Selasa, 27 November 2012

Pengelolaan - Pengolahan Air Limbah


 AEROBIC PONDS ( Benefield and Randall, 1980 )
Kolam aerobik adalah sebuah kolam dangkal yang dapat ditembus cahaya hingga ke bagian dasarnya, hal tersebut menyebabkan proses fotosintesis dapat terjadi pada keseluruhan sistem di dalam kolam. Sepanjang siang hari, akibat adanya proses fotosintesis dan proses aerasi di permukaan oleh angin akan dihasilkan suplai oksigen dalam jumlah yang besar. Suplai tersebut akan digunakan sebagai sebagai persediaan selama malam hari. Proses stabilisasi materi organik yang masuk ke kolam aerobik dilakukan aktifitas penguraian yang dilakukan oleh bakteri aerob.

* * * * * * * * *

| TUJUAN A |
Tuliskan kembali bagian teks tentang kolam aerobik dari "Selasa, 27 November" sampai "oleh bakteri aerob.".

* * * * * * * * *

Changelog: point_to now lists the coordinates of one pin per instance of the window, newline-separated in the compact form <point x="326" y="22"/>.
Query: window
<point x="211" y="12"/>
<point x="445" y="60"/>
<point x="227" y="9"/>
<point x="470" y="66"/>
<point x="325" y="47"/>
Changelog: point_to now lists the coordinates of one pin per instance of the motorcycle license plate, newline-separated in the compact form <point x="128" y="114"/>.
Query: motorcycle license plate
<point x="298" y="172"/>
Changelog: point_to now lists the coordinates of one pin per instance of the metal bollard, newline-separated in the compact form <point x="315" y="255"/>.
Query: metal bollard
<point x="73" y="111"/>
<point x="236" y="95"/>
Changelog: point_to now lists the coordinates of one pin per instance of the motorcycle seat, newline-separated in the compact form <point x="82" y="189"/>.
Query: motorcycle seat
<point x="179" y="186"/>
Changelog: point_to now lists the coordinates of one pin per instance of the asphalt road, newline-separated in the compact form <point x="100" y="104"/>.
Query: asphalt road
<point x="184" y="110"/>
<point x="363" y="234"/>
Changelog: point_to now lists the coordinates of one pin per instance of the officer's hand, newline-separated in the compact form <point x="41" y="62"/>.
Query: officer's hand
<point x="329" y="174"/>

* * * * * * * * *

| TUJUAN B |
Sunting entri mulai dari baris yang memuat "of the metal" hingga akhir entri, lalu tuliskan hanya baris-baris itu dengan "Query" diganti menjadi "Label" tanpa mengubah bagian lain.

| JAWABAN TERTULIS A |
Selasa, 27 November 2012

Pengelolaan - Pengolahan Air Limbah


 AEROBIC PONDS ( Benefield and Randall, 1980 )
Kolam aerobik adalah sebuah kolam dangkal yang dapat ditembus cahaya hingga ke bagian dasarnya, hal tersebut menyebabkan proses fotosintesis dapat terjadi pada keseluruhan sistem di dalam kolam. Sepanjang siang hari, akibat adanya proses fotosintesis dan proses aerasi di permukaan oleh angin akan dihasilkan suplai oksigen dalam jumlah yang besar. Suplai tersebut akan digunakan sebagai sebagai persediaan selama malam hari. Proses stabilisasi materi organik yang masuk ke kolam aerobik dilakukan aktifitas penguraian yang dilakukan oleh bakteri aerob.

| JAWABAN TERTULIS B |
Changelog: point_to now lists the coordinates of one pin per instance of the metal bollard, newline-separated in the compact form <point x="315" y="255"/>.
Label: metal bollard
<point x="73" y="111"/>
<point x="236" y="95"/>
Changelog: point_to now lists the coordinates of one pin per instance of the motorcycle seat, newline-separated in the compact form <point x="82" y="189"/>.
Label: motorcycle seat
<point x="179" y="186"/>
Changelog: point_to now lists the coordinates of one pin per instance of the asphalt road, newline-separated in the compact form <point x="100" y="104"/>.
Label: asphalt road
<point x="184" y="110"/>
<point x="363" y="234"/>
Changelog: point_to now lists the coordinates of one pin per instance of the officer's hand, newline-separated in the compact form <point x="41" y="62"/>.
Label: officer's hand
<point x="329" y="174"/>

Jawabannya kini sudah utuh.